Data section
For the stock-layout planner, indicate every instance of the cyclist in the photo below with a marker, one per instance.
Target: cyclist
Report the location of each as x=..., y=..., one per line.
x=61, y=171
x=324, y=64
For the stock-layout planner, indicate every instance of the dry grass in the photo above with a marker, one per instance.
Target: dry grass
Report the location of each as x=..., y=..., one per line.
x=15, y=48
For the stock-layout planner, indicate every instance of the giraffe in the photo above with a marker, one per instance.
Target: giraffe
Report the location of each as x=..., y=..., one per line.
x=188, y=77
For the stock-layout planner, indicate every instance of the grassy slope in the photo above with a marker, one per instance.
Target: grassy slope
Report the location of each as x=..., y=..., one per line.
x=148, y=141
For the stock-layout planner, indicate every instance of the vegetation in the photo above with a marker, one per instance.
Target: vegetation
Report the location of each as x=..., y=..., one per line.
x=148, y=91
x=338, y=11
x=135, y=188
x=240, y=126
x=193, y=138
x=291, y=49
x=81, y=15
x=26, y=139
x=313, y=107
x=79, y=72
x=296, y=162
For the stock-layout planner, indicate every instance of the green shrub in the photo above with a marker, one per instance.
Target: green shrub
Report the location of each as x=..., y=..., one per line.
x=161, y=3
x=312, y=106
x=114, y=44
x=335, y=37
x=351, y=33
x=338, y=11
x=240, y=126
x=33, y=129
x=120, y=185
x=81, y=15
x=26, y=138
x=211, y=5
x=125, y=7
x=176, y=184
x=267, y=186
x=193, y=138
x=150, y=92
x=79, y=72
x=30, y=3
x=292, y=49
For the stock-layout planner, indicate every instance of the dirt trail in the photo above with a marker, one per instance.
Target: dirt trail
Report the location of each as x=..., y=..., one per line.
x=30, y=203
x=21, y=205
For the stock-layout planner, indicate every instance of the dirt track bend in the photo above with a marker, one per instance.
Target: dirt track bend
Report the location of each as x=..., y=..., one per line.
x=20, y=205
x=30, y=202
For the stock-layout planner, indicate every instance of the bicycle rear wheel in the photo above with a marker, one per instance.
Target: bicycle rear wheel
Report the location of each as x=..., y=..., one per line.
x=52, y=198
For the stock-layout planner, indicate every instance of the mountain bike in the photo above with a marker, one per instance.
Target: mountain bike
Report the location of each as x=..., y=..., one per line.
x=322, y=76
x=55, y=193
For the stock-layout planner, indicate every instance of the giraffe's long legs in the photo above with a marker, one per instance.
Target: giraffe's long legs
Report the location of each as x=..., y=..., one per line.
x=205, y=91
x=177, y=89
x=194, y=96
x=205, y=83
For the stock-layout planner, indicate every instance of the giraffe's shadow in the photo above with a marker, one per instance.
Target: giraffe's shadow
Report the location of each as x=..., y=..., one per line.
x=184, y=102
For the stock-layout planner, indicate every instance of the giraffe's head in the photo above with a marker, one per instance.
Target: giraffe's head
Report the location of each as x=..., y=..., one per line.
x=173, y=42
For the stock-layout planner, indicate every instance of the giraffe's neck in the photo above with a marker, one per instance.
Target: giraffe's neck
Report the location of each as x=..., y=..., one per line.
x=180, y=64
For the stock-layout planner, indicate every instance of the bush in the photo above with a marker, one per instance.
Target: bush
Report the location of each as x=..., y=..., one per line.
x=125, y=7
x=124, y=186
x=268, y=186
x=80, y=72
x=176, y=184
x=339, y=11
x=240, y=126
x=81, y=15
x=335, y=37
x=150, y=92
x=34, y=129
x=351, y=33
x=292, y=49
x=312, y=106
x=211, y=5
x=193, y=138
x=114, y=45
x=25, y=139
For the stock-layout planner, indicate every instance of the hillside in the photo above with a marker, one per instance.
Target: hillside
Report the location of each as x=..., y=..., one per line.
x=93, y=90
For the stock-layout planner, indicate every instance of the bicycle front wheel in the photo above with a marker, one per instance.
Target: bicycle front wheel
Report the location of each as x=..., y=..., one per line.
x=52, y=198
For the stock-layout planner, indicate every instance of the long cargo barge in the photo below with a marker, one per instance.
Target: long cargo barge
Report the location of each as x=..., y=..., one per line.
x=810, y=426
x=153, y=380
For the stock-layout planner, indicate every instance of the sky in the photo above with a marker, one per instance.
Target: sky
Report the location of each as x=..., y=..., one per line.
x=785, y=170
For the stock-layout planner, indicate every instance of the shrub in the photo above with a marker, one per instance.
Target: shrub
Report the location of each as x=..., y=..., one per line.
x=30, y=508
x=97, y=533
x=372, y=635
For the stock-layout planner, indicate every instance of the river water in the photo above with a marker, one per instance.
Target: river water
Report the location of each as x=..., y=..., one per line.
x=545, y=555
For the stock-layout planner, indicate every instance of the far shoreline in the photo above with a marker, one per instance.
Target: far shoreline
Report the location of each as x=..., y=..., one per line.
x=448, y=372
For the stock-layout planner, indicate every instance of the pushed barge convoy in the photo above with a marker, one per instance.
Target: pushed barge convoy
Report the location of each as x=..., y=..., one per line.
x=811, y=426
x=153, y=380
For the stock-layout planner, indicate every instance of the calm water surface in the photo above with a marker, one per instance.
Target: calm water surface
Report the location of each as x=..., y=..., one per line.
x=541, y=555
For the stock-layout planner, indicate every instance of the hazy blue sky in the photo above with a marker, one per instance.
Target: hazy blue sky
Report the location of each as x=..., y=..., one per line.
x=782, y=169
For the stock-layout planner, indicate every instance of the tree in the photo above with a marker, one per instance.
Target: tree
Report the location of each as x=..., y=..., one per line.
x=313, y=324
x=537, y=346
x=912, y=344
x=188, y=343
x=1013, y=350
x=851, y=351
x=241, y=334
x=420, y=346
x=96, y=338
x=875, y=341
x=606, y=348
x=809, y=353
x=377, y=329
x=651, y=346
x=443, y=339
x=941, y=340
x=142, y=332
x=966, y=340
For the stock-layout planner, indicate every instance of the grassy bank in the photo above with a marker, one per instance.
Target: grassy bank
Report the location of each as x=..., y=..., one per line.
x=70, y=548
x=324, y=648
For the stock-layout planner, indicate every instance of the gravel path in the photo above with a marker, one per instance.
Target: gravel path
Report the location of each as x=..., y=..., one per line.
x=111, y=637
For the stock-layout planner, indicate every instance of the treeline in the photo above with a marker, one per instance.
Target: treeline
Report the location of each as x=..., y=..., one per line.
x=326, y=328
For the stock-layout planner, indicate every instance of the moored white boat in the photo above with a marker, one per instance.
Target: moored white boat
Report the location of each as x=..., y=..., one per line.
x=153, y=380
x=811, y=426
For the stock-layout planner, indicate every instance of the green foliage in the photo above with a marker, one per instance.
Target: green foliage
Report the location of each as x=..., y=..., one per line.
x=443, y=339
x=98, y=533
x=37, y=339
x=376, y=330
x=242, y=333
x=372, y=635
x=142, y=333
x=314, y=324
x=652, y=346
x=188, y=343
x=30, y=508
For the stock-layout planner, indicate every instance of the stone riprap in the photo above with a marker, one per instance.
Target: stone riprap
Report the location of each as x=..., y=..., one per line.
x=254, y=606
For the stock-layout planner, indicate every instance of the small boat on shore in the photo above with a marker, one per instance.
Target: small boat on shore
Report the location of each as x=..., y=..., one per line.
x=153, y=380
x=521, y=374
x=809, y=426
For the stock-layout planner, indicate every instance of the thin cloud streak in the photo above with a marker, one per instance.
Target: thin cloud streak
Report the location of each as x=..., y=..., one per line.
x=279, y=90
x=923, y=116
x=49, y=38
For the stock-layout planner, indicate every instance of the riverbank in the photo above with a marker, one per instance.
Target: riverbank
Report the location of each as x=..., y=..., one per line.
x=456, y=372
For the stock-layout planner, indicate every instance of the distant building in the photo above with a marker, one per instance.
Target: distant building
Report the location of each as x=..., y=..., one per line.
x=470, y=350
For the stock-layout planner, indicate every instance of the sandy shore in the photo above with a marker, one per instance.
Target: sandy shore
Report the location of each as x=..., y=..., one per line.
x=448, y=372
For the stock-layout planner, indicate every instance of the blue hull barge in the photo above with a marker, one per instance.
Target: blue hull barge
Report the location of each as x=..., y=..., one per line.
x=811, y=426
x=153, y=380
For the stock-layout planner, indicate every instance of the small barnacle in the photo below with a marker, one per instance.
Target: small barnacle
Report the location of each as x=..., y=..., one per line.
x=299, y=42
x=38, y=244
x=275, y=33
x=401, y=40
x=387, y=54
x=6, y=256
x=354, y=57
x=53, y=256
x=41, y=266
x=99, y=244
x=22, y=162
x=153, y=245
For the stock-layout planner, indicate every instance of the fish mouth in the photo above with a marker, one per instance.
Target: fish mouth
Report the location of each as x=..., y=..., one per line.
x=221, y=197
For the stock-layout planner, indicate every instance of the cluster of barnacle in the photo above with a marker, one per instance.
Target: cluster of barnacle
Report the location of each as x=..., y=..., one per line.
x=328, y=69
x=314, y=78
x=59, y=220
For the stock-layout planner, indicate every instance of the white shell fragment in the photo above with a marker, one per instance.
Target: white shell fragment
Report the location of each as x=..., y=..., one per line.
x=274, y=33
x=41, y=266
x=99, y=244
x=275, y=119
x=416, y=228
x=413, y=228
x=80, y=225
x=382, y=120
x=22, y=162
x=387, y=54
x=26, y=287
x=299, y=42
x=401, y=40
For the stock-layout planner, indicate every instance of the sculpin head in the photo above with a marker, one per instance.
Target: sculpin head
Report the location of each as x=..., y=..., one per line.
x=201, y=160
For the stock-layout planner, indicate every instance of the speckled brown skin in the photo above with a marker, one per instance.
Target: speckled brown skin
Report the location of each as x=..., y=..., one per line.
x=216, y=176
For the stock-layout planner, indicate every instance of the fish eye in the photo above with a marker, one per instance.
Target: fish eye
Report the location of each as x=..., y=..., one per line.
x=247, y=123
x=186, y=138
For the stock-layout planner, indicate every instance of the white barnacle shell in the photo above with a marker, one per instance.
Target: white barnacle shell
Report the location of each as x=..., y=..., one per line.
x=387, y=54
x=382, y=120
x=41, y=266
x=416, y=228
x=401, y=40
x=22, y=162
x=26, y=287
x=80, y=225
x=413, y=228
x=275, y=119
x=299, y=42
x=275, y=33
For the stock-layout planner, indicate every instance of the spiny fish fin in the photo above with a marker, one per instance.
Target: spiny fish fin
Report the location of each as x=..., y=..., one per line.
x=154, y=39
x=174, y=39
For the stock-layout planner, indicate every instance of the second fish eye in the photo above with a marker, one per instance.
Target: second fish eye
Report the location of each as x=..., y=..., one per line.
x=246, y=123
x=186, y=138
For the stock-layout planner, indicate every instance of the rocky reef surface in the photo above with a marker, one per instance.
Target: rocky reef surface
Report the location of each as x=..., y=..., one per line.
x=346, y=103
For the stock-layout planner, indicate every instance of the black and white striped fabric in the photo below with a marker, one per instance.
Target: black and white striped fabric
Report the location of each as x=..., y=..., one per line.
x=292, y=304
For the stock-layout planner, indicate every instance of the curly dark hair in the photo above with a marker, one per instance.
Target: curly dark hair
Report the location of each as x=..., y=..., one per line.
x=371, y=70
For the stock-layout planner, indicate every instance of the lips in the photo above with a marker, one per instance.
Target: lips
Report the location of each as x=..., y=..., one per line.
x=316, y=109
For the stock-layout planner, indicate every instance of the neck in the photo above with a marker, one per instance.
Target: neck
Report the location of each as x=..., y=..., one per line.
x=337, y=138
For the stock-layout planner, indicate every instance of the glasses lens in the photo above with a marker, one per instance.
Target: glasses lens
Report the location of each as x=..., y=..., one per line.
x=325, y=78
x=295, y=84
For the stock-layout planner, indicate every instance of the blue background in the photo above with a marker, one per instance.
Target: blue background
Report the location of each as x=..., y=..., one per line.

Your instructions
Which lines above contain the word "front"? Copy all of them.

Written response
For the stock-layout planner, indicate every instance of the bicycle front wheel in the photo above with a marker, one per instance.
Target: bicycle front wheel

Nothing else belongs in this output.